* begin *
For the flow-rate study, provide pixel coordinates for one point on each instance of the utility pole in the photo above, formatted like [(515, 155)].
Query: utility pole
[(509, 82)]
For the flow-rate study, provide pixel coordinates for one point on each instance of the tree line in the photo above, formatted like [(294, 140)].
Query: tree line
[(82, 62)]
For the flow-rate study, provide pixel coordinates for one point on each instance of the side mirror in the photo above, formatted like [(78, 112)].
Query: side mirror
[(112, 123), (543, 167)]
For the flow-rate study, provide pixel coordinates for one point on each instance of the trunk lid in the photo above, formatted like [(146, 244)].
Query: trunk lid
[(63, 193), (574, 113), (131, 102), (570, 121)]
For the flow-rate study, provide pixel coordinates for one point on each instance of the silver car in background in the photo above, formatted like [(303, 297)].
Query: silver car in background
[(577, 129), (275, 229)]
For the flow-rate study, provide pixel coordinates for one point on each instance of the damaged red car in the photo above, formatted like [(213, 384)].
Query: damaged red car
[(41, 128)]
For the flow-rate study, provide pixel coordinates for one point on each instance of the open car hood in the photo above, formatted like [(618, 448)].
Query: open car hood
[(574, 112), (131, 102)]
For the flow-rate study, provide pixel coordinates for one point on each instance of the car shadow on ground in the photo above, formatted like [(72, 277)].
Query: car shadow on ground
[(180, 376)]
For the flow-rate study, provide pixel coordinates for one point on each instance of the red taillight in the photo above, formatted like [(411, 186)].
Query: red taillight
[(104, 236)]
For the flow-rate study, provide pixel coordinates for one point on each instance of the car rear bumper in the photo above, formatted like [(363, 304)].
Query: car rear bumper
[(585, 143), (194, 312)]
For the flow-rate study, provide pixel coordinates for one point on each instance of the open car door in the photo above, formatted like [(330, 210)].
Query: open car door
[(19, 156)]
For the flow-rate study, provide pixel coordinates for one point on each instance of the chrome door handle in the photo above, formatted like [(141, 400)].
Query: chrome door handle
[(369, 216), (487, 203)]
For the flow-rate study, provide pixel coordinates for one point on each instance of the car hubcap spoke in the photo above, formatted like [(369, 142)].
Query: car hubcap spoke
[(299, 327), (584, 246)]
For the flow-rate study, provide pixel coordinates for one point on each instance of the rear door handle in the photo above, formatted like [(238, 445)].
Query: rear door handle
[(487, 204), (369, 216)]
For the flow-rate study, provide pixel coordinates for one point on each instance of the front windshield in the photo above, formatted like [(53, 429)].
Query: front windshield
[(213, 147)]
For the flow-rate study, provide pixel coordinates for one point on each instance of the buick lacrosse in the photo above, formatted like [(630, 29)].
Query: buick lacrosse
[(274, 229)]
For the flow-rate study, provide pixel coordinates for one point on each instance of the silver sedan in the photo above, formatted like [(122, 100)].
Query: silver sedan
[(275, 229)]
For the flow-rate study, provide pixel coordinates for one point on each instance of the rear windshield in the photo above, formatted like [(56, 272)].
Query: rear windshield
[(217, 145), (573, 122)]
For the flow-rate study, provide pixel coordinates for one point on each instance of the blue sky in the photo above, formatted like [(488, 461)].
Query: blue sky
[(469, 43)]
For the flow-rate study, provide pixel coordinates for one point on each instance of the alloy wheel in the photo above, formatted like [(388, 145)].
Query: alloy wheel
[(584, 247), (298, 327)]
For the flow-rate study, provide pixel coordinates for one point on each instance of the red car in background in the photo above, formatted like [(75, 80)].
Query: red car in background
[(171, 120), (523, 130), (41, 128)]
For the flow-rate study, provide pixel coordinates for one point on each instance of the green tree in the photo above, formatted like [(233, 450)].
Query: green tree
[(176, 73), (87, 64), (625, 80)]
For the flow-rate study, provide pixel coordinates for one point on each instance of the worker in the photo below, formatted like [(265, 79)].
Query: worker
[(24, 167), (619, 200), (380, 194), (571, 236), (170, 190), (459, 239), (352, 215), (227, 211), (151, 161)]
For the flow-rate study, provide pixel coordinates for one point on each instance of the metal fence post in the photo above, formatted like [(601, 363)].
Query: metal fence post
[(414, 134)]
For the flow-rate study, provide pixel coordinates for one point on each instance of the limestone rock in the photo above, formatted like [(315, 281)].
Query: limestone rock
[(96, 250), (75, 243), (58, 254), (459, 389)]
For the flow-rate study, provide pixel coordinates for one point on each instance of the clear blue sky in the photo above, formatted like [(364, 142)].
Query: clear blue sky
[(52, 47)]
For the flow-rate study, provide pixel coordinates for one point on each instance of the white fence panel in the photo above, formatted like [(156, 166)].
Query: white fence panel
* end *
Transcribe the data verbatim from the line containing "like [(156, 166)]." through the end of the data, with both ends included.

For the flow-rate study, provide pixel coordinates for one point on each instance of the white fence panel in the photo above, formatted like [(156, 166)].
Query: white fence panel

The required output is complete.